[DATASET ENTRIES]

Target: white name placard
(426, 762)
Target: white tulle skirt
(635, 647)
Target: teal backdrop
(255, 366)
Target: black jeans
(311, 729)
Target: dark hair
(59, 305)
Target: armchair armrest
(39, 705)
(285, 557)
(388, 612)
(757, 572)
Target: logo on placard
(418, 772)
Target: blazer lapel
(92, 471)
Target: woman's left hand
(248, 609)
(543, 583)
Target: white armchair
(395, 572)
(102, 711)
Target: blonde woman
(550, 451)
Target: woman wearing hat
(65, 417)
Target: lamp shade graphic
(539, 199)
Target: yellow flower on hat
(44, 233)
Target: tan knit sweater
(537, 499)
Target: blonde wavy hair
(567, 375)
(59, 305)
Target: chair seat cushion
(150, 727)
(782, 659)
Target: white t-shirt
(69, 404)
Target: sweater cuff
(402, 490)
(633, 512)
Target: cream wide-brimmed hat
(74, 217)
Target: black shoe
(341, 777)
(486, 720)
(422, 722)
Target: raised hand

[WHAT TO PRODUCE]
All of the data above should be written out again word for word.

[WRITTEN REPLY]
Target: white name placard
(426, 762)
Target: white tulle skirt
(635, 647)
Target: teal backdrop
(255, 366)
Target: black jeans
(311, 729)
Target: dark hair
(59, 305)
Target: armchair armrest
(39, 705)
(285, 557)
(388, 612)
(757, 572)
Target: logo on placard
(418, 772)
Target: blazer lapel
(92, 471)
Target: woman's left hand
(248, 609)
(543, 583)
Target: white armchair
(395, 572)
(102, 711)
Target: blonde woman
(550, 451)
Target: woman wearing hat
(65, 417)
Target: lamp shade graphic
(539, 199)
Target: yellow flower on hat
(44, 233)
Target: tan knit sweater
(537, 499)
Target: blonde wavy hair
(567, 375)
(59, 305)
Target: chair seat cushion
(150, 727)
(782, 659)
Target: white t-shirt
(69, 404)
Target: sweater cuff
(402, 490)
(633, 512)
Target: cream wide-brimmed hat
(74, 217)
Target: black shoe
(341, 777)
(486, 720)
(422, 722)
Target: raised hand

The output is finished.